What to do: Extract exactly and only the lines of the data below, starting at the line with "Query: blue stripe on jersey" and stopping after the final line.

Records from a data collection:

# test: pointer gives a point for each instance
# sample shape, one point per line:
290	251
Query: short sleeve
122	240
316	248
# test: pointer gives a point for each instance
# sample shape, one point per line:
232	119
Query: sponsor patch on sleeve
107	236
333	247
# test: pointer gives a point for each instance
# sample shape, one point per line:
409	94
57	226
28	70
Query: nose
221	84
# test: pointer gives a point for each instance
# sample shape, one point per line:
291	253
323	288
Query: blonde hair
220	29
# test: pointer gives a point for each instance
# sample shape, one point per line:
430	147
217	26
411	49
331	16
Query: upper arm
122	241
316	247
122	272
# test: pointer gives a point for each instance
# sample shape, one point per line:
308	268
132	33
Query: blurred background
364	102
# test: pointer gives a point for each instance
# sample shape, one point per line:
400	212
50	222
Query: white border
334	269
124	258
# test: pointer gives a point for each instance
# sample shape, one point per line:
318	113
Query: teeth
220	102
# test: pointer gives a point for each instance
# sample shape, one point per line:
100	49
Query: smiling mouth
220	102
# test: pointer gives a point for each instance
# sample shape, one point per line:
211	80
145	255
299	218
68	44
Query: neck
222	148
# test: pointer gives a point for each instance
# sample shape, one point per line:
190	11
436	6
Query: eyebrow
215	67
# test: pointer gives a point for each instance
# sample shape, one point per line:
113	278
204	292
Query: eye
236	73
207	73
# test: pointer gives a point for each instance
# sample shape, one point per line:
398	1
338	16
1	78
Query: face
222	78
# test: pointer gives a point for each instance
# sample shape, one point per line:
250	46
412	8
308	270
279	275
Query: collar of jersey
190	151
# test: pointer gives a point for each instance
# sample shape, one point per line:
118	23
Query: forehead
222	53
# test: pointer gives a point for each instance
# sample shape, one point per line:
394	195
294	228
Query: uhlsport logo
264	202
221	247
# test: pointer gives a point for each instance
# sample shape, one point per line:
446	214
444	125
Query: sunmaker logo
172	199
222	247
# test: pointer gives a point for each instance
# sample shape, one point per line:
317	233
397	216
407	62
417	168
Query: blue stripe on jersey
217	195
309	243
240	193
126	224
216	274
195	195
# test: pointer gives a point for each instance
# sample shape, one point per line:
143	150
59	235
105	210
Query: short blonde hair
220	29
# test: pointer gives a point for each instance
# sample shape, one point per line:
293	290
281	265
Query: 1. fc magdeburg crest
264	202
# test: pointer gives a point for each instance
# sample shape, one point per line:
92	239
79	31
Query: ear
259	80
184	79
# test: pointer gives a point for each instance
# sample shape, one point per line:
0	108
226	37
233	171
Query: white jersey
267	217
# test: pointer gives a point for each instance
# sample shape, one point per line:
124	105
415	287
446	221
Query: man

Expected output:
Query: blue stripe on jersey
217	195
309	243
240	193
126	224
216	274
195	195
# test: pointer gives a point for each instance
# sample shape, one point per line:
143	150
59	235
105	210
Query: short blonde hair
220	29
# test: pointer gives a point for each instance
# sample shape, one point per line:
293	290
281	265
Query: 1. fc magdeburg crest
264	202
# test: pointer gives a point for each instance
# sample shape, one point per line:
92	239
79	31
Query: ear
259	80
184	79
# test: pointer gives a point for each instance
# sample shape, one point per line:
0	108
226	37
233	171
Query: white jersey
267	217
# test: pointer gives a point for each instance
# sample shape, one point per line:
124	105
415	287
446	221
Query: man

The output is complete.